● FRAGMENTO DE PÁGINA

Aquel muchacho por Geney Beltrán

Aquel muchacho venía a Difocur por las tardes muy seguido. Allá por los años de 1991 y 1992, estos eran sus rumbos. Luego de sus clases en la prepa, aquel muchacho venía desde su casa, en el bulevar Madero a media cuadra de la Sepúlveda, caminando bajo el sol tenso de las tres de la tarde. Abría la puerta de la biblioteca pública Gilberto Owen —sí, la biblioteca que llevaba el nombre de nuestro poeta, el autor de aquel verso inmortal: “Y luché contra el mar toda la noche”—; hurgaba en los estantes y tomaba en préstamo un libro, dos. Su mundo era esa biblioteca. Algunas tardes entraba también a las funciones de la Sala Lumière. Luego pasaba a la redacción de El Diario de Sinaloa, por la Rosales, donde redactaba notas, reportajes y entrevistas para la sección de cultura.

Volvía a su casa hacia las seis o siete. Así eran sus tardes. Iba y venía, dudoso, inmerso en un movedizo mundo de lecturas, de poemas y cuentos; vagaba a lo largo de estas calles calurosas del centro, parecía flotar sobre las banquetas quemadas por el sol detenido. Con mil preguntas bailando en el aire de sus pensamientos, observaba los rostros ausentes, los pasos apresurados de personas que nada sabían y nada podían saber de todo cuanto se movía entre sus sienes. Pues aquel muchacho, luego de leer Cien años de soledad, de Gabriel García Márquez, y Crimen y castigo, de Fiódor Mijáilovich Dostoievski, había descubierto su vocación como un mandato que no había modo alguno de callar: quería ser escritor.

● INFORMACIÓN PROPORCIONADA

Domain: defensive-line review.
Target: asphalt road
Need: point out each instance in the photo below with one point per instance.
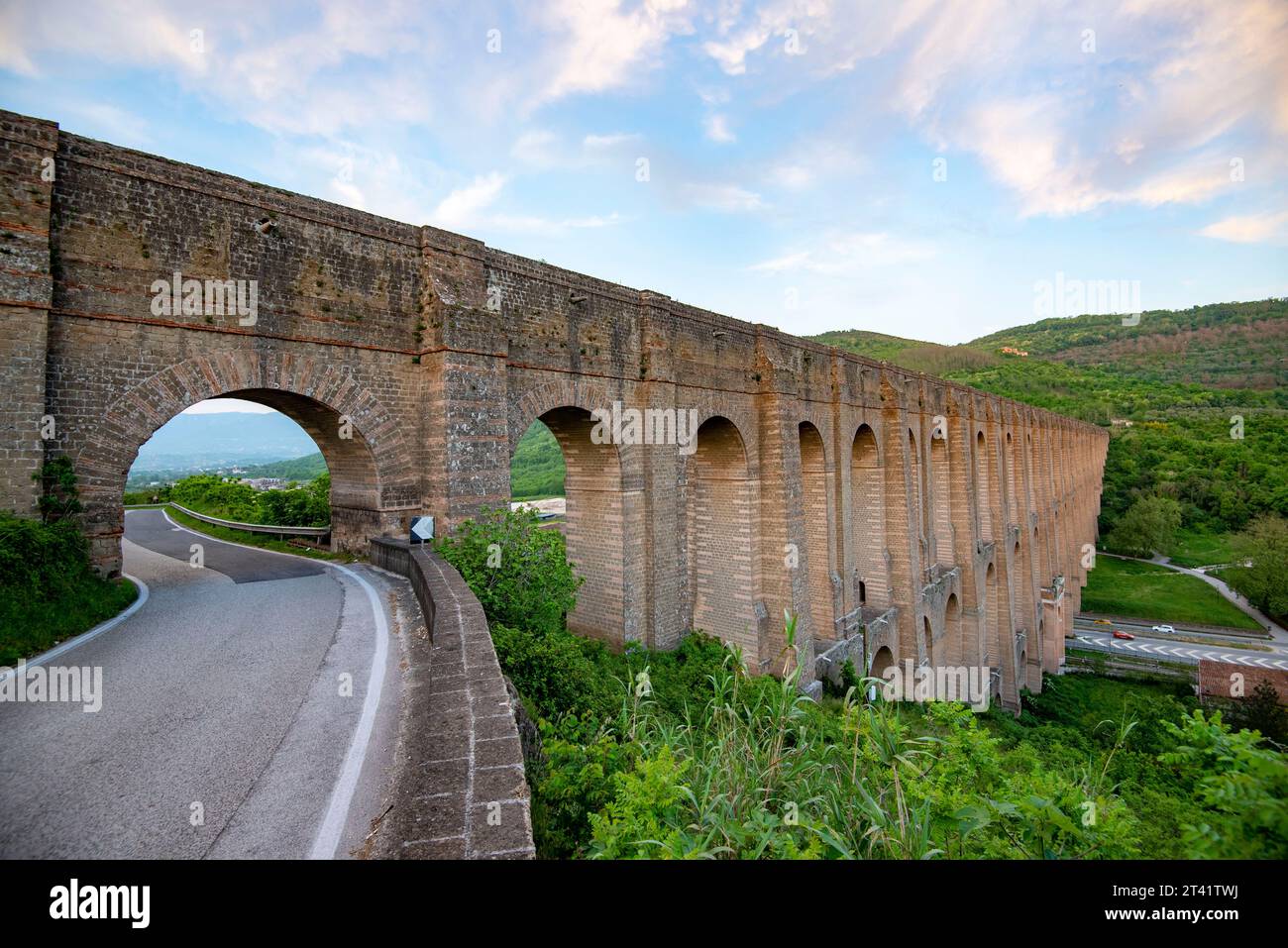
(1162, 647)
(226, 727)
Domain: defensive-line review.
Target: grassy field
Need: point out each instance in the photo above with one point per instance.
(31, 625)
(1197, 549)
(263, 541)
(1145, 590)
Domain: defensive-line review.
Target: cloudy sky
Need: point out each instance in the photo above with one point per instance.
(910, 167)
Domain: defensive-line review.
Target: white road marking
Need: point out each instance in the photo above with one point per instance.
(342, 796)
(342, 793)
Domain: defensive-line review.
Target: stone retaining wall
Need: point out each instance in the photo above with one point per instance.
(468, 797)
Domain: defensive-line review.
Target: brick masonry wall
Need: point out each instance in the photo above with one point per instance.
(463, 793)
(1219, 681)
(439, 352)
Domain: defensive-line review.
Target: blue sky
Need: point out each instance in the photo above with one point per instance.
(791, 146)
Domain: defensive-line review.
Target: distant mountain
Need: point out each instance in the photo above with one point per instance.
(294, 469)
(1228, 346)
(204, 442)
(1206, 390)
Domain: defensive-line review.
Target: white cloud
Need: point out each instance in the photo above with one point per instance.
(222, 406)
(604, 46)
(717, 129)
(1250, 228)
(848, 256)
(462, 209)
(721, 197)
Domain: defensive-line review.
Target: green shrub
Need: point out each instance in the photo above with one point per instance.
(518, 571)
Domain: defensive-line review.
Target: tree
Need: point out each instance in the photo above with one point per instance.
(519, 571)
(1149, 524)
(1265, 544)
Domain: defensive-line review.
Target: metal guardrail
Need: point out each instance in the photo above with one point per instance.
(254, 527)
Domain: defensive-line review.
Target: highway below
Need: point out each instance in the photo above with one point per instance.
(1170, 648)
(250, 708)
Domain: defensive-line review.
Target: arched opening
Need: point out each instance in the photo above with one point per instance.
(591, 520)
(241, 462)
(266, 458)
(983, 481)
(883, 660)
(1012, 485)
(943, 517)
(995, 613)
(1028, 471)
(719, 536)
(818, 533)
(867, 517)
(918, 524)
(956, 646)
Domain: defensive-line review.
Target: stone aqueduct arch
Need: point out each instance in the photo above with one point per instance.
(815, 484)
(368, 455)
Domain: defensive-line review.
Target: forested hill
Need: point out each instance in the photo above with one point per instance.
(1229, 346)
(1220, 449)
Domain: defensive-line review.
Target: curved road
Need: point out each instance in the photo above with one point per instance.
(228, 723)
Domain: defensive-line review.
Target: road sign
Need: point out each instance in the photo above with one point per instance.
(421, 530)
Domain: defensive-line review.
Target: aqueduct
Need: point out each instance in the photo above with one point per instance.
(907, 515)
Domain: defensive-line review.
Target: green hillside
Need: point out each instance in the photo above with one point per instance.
* * *
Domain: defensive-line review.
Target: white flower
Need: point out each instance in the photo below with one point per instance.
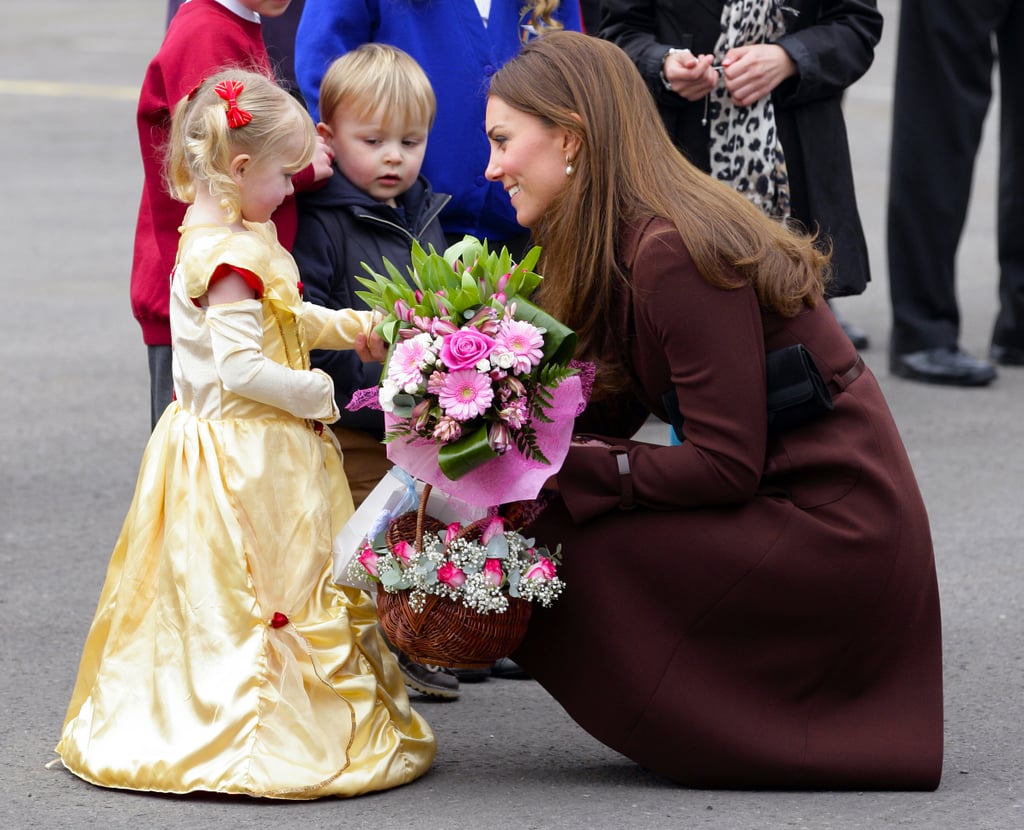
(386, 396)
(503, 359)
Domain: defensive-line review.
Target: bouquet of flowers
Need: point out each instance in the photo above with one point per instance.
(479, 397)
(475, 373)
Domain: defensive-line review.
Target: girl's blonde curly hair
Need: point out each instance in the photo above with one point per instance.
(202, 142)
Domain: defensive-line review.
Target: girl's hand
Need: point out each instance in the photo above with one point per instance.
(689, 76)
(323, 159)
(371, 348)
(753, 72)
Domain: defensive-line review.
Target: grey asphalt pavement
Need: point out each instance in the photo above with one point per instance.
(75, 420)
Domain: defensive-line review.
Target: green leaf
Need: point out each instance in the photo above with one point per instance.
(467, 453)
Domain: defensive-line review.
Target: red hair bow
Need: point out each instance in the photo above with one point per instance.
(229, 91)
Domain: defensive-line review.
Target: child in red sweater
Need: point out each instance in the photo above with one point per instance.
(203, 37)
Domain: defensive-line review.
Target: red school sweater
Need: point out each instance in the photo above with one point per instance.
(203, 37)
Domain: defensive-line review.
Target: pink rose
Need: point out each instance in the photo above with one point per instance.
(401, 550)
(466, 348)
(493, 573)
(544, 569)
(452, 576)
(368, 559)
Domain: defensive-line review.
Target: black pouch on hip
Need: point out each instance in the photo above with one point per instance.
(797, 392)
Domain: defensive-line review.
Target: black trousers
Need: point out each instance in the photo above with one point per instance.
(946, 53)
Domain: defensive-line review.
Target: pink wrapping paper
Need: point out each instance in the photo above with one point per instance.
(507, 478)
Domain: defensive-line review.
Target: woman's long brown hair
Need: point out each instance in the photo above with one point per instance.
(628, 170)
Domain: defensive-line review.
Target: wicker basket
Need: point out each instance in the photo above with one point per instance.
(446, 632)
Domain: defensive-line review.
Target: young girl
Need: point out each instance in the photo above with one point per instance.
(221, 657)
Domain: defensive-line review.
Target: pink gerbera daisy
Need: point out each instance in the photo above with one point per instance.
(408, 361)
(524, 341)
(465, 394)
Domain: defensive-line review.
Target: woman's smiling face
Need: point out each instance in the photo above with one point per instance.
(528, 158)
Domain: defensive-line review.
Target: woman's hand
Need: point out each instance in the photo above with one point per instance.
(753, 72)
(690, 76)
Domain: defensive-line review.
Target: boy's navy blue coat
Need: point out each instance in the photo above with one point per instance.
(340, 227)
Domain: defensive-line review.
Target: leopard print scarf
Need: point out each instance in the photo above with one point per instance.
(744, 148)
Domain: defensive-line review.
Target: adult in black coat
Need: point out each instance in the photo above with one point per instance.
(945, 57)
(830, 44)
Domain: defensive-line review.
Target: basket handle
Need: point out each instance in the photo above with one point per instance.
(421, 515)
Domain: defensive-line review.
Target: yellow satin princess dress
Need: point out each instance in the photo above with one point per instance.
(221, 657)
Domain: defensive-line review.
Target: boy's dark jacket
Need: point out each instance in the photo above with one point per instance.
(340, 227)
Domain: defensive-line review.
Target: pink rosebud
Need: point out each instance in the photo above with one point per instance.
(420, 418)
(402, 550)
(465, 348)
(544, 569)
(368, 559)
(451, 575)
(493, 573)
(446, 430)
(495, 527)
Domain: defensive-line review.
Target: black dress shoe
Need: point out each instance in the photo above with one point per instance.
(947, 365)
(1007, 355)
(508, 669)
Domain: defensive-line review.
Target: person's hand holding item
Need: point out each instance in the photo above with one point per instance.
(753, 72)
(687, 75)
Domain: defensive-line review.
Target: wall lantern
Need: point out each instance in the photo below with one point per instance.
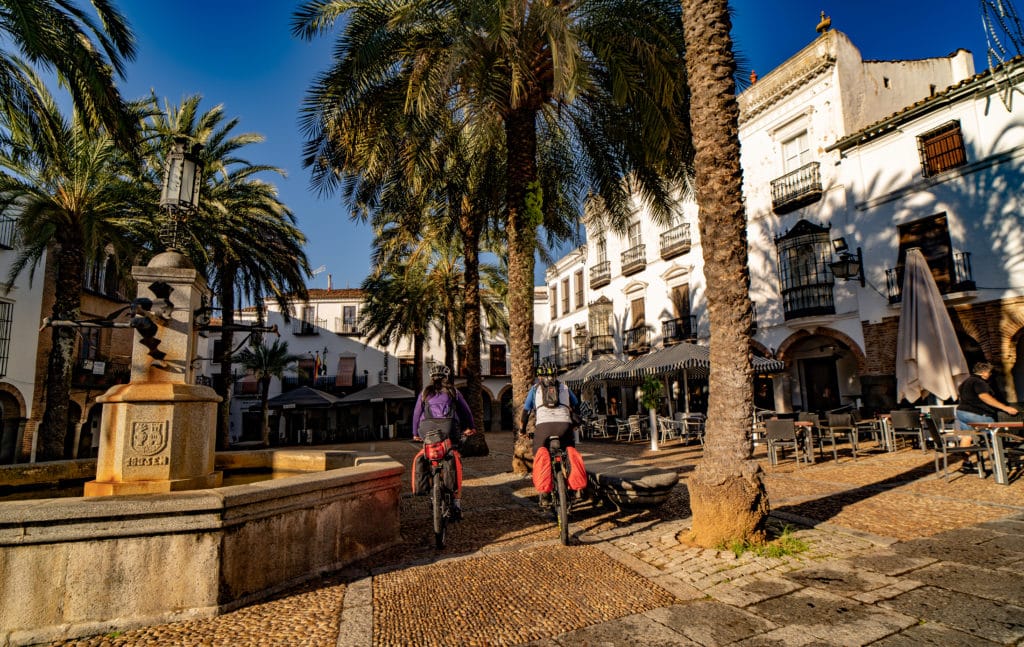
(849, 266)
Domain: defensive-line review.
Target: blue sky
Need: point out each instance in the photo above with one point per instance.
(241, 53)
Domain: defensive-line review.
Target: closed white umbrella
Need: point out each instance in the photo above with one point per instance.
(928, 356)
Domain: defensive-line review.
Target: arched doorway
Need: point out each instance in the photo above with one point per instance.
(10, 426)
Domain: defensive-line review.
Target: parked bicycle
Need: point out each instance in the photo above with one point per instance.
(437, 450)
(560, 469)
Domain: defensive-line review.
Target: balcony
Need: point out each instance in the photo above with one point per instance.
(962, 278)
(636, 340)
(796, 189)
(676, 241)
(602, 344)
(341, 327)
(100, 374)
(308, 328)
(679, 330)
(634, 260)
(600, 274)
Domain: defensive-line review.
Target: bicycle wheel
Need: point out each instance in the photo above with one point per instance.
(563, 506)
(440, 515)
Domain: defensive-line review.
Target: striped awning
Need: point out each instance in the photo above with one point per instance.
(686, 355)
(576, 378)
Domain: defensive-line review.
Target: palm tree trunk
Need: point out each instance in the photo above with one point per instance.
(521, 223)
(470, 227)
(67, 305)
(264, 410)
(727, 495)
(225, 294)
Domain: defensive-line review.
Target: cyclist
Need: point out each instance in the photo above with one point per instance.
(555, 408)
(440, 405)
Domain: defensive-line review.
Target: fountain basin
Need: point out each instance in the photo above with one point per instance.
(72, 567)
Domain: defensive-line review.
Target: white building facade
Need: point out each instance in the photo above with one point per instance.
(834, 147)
--
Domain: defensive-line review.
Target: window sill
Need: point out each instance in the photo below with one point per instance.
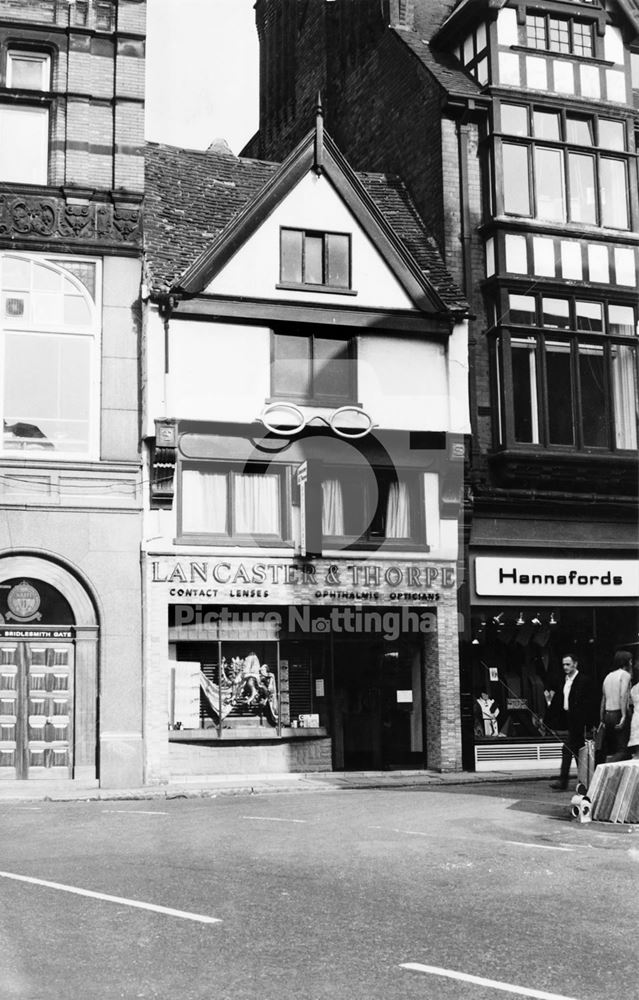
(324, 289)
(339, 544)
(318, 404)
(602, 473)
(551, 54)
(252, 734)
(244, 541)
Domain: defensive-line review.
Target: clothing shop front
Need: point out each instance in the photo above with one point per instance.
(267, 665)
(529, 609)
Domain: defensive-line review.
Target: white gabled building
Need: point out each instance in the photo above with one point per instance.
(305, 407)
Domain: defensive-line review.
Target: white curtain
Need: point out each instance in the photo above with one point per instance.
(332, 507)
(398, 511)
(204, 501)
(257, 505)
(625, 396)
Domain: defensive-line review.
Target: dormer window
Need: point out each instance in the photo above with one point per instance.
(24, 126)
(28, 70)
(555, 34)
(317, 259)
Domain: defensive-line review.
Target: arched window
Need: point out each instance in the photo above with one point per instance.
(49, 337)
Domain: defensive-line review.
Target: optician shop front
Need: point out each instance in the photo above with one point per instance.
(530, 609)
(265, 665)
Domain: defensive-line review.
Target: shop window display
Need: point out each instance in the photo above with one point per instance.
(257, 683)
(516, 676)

● PROBLEMAS POR RESOLVER
a) Vuelve a escribir, sin cambiar nada, todo el fragmento desde "Aquel muchacho por" hasta "sección de cultura.".
b) Responde las siguientes preguntas según lo que dice el fragmento.
(i) ¿Dónde estaba la casa de aquel muchacho?
(ii) ¿Para qué sección de El Diario de Sinaloa redactaba notas, reportajes y entrevistas?
(iii) ¿Qué dos libros leyó antes de descubrir que quería ser escritor?

● EN RESPUESTA
a)
Aquel muchacho por Geney Beltrán

Aquel muchacho venía a Difocur por las tardes muy seguido. Allá por los años de 1991 y 1992, estos eran sus rumbos. Luego de sus clases en la prepa, aquel muchacho venía desde su casa, en el bulevar Madero a media cuadra de la Sepúlveda, caminando bajo el sol tenso de las tres de la tarde. Abría la puerta de la biblioteca pública Gilberto Owen —sí, la biblioteca que llevaba el nombre de nuestro poeta, el autor de aquel verso inmortal: “Y luché contra el mar toda la noche”—; hurgaba en los estantes y tomaba en préstamo un libro, dos. Su mundo era esa biblioteca. Algunas tardes entraba también a las funciones de la Sala Lumière. Luego pasaba a la redacción de El Diario de Sinaloa, por la Rosales, donde redactaba notas, reportajes y entrevistas para la sección de cultura.

b)
(i) En el bulevar Madero, a media cuadra de la Sepúlveda.
(ii) Para la sección de cultura.
(iii) Cien años de soledad, de Gabriel García Márquez, y Crimen y castigo, de Fiódor Mijáilovich Dostoievski.